(Dataset entries)
☆ ☆ ☆ ☆ ☆ ☆ ☆
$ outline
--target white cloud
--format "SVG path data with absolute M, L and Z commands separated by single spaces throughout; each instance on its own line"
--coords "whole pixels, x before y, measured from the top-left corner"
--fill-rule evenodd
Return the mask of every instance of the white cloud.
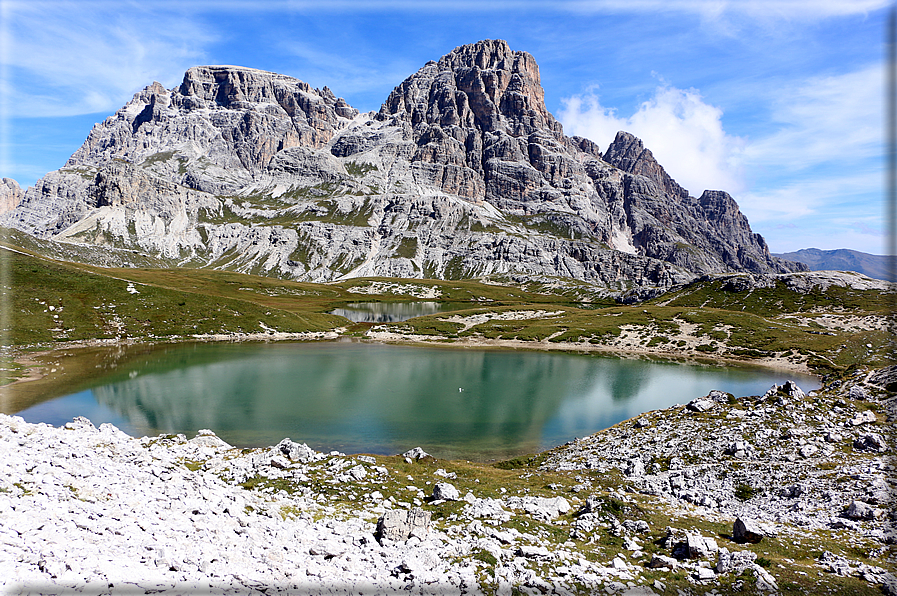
☆ ☆ ☆ ☆ ☆ ☆ ☆
(What the exercise asks)
State only how many lines above contain "white".

(Output of the task)
2